- **WHAT YOU SHOULD DO**: Word for word, reproduce every record in the listing below.

- Opening Delimiter -

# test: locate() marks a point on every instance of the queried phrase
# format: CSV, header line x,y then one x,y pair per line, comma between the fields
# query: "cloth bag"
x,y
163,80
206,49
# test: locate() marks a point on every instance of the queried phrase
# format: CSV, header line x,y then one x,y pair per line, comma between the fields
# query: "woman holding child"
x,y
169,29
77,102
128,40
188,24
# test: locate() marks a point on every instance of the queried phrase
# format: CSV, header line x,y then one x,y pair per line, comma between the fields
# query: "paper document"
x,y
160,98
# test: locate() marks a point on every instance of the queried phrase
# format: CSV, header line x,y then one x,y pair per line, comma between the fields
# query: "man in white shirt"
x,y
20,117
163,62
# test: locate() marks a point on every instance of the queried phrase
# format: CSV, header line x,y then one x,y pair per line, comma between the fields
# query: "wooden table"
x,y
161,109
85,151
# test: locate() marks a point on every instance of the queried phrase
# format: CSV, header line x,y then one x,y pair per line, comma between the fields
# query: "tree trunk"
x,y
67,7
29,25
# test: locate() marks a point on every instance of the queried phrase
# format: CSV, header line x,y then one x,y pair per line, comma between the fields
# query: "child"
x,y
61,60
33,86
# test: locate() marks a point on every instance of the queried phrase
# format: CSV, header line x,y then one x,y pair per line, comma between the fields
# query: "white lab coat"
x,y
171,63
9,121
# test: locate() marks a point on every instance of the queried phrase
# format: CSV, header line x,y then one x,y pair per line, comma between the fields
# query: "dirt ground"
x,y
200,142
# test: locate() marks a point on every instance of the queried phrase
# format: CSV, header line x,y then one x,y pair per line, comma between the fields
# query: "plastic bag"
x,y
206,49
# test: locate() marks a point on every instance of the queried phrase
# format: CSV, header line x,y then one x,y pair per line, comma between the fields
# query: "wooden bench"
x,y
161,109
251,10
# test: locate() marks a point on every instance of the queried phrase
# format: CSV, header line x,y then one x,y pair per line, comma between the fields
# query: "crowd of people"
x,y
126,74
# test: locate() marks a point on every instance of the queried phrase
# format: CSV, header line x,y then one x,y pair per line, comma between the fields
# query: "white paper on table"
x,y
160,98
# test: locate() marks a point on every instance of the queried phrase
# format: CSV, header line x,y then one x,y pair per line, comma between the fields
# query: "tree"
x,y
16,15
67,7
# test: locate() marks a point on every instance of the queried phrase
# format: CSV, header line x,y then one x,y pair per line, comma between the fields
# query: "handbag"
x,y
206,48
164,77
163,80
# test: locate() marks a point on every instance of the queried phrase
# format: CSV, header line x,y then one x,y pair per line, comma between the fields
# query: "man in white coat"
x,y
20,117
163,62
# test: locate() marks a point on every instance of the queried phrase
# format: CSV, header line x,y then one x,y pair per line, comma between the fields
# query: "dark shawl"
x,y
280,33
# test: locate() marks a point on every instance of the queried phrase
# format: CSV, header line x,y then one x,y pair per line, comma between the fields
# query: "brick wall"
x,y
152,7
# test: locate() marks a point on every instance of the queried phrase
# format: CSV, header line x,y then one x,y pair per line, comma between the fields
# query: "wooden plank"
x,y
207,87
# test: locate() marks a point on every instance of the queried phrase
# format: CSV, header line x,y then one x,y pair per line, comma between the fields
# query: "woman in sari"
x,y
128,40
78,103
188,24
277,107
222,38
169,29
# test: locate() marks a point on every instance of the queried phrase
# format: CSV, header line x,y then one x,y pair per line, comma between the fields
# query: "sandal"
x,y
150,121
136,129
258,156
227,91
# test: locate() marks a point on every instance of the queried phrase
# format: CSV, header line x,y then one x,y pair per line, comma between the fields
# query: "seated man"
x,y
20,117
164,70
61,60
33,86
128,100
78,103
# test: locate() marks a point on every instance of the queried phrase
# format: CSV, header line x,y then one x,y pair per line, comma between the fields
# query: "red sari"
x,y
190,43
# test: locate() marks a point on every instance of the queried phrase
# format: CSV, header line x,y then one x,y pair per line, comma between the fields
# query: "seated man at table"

- Closing Delimiter -

- **RESULT**:
# test: locate() marks a point on every instance of the queried phrase
# format: CSV, header line x,y then one x,y pair per line, comma between the fields
# query: "cloth bag"
x,y
163,80
206,49
# test: locate() marks a point on every instance of the queried phrase
# format: CSV, header line x,y then one x,y pair per line, comma between the fields
# query: "woman holding child"
x,y
169,29
77,102
128,40
188,24
# test: locate() marks a point on every instance of the queried phrase
# format: CSV, header line x,y then one x,y pair per line, comma between the fields
# query: "paper document"
x,y
160,98
# test: locate() marks a point on every instance of the queried phrase
# format: CSV, header line x,y then one x,y pair per line, comma between the fields
# query: "man in white shirt"
x,y
20,117
163,62
# test: locate() marks a point on every instance of the queried phrase
# format: CSV, header line x,y then one x,y pair per line, comma between the fields
# query: "wooden table"
x,y
161,109
85,151
# test: locate() marks a point on every instance of the queried phrase
# format: CSV, header line x,y then one x,y pair per line, comma between the fields
# query: "tree trunk"
x,y
67,7
29,25
# test: locate() marks a point on every instance of the queried phrase
# format: CSV, header line x,y then one x,y pair per line, comma between the fields
# query: "child"
x,y
61,60
33,86
# test: locate() marks a point on every instance of the queried phrase
# format: CSV, header line x,y then one x,y pair per line, comma between the fields
# query: "white lab coat"
x,y
171,63
9,121
# test: locate() marks a point on every instance of the queried phrase
# format: CSV, header line x,y then one x,y pair per line, comma between the fields
# query: "dirt ground"
x,y
200,142
# test: locate() marks a point on every instance of the queried phrase
# format: CSV, header line x,y then one x,y pair per line, comma between the fields
# query: "plastic bag"
x,y
206,49
# test: locate() marks a point on every instance of the queried phrase
# format: CSV, header line x,y then one x,y pair per line, comma between the fields
# query: "wooden bench"
x,y
161,109
251,10
# test: locate() marks a point on every instance of the queried phrase
# format: CSV, header line x,y then one x,y pair per line, comma between the fields
# query: "crowd of people"
x,y
126,74
# test: locate() marks a point on every instance of the queried phrase
# format: CSV, header line x,y then one x,y pair per line, comma between the fields
# query: "white paper on table"
x,y
160,98
# test: locate() marks a point on every instance of the queried phrase
# format: CSV, header line x,y then one x,y pair per line, comma between the fields
# query: "tree"
x,y
16,15
67,7
# test: locate() marks a point on every instance of the queried phrase
# format: CSV, header line x,y then one x,y pair per line, comma between the fields
# query: "handbag"
x,y
206,48
164,77
163,80
# test: locate() marks a point on every instance of the queried phrase
# format: CSV, header line x,y then one x,y pair per line, comma between the fields
# query: "man in white coat"
x,y
20,117
163,62
# test: locate() marks a point on every instance of the queried phrase
# format: CSV, header line x,y then one x,y pair per line, comma between the fields
# query: "dark shawl"
x,y
280,33
# test: locate() marks a point on every instance of the queried phrase
# format: CSV, header line x,y then one x,y pair per line, comma between the fields
# query: "brick wall"
x,y
152,7
# test: locate() marks a point on every instance of the queried phrase
# format: CSV, header line x,y then one x,y pair per line, comma between the fields
# query: "wooden plank"
x,y
207,87
# test: locate() marks a point on every instance of the queried phrase
# format: CSV, header line x,y then one x,y pair per line, comma between the fields
# query: "woman in sari"
x,y
128,40
78,103
188,24
277,107
222,38
169,29
# test: locate() marks a point on every instance of the queried phrase
# format: CSV, header line x,y then one x,y pair per line, comma between the fields
# query: "sandal"
x,y
150,121
136,129
258,156
227,91
# test: locate() marks a point on every instance of the queried phrase
# format: CSV, header line x,y then one x,y pair per line, comma between the fields
# query: "seated man"
x,y
20,117
164,70
61,60
33,86
128,100
78,103
# test: locate() marks a point on every instance of the queried phrase
# format: CSV, header line x,y then one x,y pair per line, comma between the fields
# query: "red sari"
x,y
190,43
# test: locate() marks a point on every instance of the queried phrase
# format: CSV, header line x,y then one x,y pair per line, comma between the fields
# query: "seated man at table"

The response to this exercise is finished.